## EXERCISE
Pick out each line in the material below that contains the word "pane", and copy those lines.

[start]

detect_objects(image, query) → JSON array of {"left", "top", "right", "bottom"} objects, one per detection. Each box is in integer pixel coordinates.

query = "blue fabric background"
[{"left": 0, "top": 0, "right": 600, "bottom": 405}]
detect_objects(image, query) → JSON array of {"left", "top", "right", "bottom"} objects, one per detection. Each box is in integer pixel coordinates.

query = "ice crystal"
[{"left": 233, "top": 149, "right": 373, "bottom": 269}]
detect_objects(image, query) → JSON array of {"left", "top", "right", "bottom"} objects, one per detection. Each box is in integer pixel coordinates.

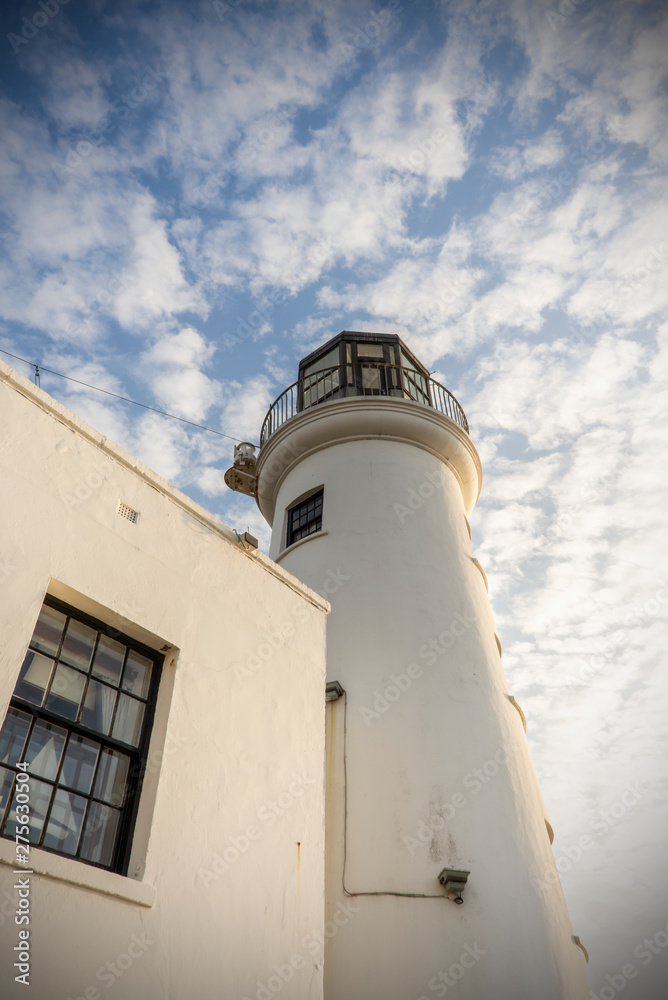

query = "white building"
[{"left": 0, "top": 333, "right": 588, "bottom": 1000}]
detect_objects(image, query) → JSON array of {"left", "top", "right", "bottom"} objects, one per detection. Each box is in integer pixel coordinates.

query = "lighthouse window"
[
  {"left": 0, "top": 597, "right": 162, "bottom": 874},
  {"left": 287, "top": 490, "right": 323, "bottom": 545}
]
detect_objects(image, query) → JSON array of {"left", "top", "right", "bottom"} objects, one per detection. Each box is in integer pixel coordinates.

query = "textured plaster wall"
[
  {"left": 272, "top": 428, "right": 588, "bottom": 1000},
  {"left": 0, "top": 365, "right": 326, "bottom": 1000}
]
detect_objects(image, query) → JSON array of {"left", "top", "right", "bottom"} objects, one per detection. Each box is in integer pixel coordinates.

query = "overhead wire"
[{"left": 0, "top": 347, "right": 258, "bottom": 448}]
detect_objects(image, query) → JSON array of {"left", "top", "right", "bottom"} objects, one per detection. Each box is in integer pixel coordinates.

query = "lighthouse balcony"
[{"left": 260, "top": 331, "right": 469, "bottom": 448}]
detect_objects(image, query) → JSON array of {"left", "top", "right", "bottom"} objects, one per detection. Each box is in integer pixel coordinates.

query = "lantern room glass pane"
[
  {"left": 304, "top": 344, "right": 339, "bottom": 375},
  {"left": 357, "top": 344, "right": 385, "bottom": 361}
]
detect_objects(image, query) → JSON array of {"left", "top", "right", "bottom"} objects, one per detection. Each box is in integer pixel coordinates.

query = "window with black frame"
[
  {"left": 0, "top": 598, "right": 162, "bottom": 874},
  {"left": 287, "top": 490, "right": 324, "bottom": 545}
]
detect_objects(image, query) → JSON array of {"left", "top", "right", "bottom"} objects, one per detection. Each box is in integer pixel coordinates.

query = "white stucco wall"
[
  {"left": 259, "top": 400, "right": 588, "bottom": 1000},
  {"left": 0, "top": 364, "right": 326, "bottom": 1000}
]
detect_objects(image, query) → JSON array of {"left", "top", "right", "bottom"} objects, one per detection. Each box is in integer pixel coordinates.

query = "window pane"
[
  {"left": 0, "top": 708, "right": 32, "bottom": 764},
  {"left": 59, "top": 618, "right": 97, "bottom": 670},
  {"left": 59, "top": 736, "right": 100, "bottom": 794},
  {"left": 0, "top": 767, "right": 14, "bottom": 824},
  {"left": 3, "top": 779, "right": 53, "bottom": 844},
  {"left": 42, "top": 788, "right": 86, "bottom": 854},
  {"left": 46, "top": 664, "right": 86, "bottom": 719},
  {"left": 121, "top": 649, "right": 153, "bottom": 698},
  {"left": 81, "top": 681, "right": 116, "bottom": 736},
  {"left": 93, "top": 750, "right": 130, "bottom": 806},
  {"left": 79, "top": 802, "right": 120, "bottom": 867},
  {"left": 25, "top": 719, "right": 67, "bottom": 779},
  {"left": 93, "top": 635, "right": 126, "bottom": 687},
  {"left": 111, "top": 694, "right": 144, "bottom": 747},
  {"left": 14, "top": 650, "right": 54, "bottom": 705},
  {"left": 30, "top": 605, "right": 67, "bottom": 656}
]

[end]

## OUTPUT FOR THIS EXERCISE
query = "lantern room glass pane"
query = "window pane"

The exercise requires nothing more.